## DOCUMENT EXTRACT
[Start of Attachment]

DUBAI: The death of Iran’s Supreme Leader Ayatollah Ali Khamenei after almost 37 years in power raises paramount questions about the country’s future. The contours of a complex succession process began to take shape the morning after Khamenei’s assassination.
Here is what to know:
A temporary leadership council assumes duties
As outlined in its constitution, Iran on Sunday formed a council to assume leadership duties and govern the country.
The council is made up of Iran’s sitting president, the head of the country’s judiciary and a member of the Guardian Council chosen by Iran’s Expediency Council, which advises the supreme leader and settles disputes with parliament.
Iran’s reformist President Masoud Pezeshkian and hard-line judiciary chief Gholamhossein Mohseni Ejei are its members who will step in and “temporarily assume all the duties of leadership.”
A panel of clerics selects a new supreme leader
Though the leadership council will govern in the interim, an 88-member panel called the Assembly of Experts “must, as soon as possible” pick a new supreme leader under Iranian law.
The panel consists entirely of Shiite clerics who are popularly elected every eight years and whose candidacies are approved by the Guardian Council, Iran’s constitutional watchdog. That body is known for disqualifying candidates in various elections in Iran and the Assembly of Experts is no different. The Guardian Council barred former Iranian President Hassan Rouhani, a relative moderate whose administration struck the 2015 nuclear deal with world powers, from election for the Assembly of Experts in March 2024.
Khamenei’s son could be a possible contender
Clerical deliberations about succession and machinations over it take place far from the public eye, making it hard to gauge who may be a top contender.
Previously, it was thought Khamenei’s protégé, hard-line President Ebrahim Raisi, may try to take the mantle. However, he was killed in a May 2024 helicopter crash. That has left one of Khamenei’s sons, Mojtaba, a 56-year-old Shiite cleric, as a potential candidate, though he has never held government office. But a father-to-son transfer in the case of a supreme leader could spark anger, not only among Iranians already critical of clerical rule, but also among supporters of the system. Some may see it as un-Islamic and in line with creating a new, religious dynasty after the 1979 collapse of the US-backed Shah Mohammad Reza Pahlavi’s government.
A transition like this has happened only once before
There has been only one other transfer of power in the office of supreme leader of Iran, the paramount decision-maker since the country’s 1979 Islamic Revolution.
In 1989, Grand Ayatollah Ruhollah Khomeini died at age 86 after being the figurehead of the revolution and leading Iran through its bloody eight-year war with Iraq. This transition now comes after Israel launched a 12-day war against Iran in June 2025 as well.
The vast powers of a supreme leader
The supreme leader is at the heart of Iran’s complex power-sharing Shiite theocracy and has final say over all matters of state.
He also serves as the commander-in-chief of the country’s military and the powerful Revolutionary Guard, a paramilitary force that the United States designated a terrorist organization in 2019 and which Khamenei empowered during his rule. The Guard, which has led the self-described “Axis of Resistance,” a series of militant groups and allies across the Middle East meant to counter the US and Israel, also has extensive wealth and holdings in Iran.

[End of Attachment]

## YOUR OBJECTIVE
Answer these questions from the article on the succession to Iran's supreme leader:
(a) How many members sit on the Assembly of Experts?
(b) In what year did the United States designate the Revolutionary Guard a terrorist organization?
(c) At what age did Grand Ayatollah Ruhollah Khomeini die?

(Point localization items)

[Start of Attachment]

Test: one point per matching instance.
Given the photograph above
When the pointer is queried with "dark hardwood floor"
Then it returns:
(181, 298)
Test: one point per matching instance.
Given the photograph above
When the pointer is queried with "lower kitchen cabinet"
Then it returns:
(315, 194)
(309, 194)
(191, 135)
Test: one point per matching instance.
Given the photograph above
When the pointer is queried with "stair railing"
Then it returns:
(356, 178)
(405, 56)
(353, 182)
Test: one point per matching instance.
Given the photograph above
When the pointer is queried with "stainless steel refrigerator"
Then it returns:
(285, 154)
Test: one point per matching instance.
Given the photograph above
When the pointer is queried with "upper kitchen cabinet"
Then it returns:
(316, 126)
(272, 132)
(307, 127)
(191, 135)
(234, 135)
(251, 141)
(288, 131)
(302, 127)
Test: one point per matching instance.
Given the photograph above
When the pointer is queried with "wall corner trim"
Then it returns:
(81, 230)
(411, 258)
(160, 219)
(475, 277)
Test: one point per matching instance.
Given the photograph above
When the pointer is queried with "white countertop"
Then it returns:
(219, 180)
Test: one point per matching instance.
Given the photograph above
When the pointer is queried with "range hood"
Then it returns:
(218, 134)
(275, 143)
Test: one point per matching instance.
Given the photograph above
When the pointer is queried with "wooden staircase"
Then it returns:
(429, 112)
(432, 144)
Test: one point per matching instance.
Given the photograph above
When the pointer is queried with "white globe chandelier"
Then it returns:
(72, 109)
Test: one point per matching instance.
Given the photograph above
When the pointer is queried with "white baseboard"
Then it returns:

[End of Attachment]

## EXERCISE RESPONSE
(a) 88
(b) 2019
(c) 86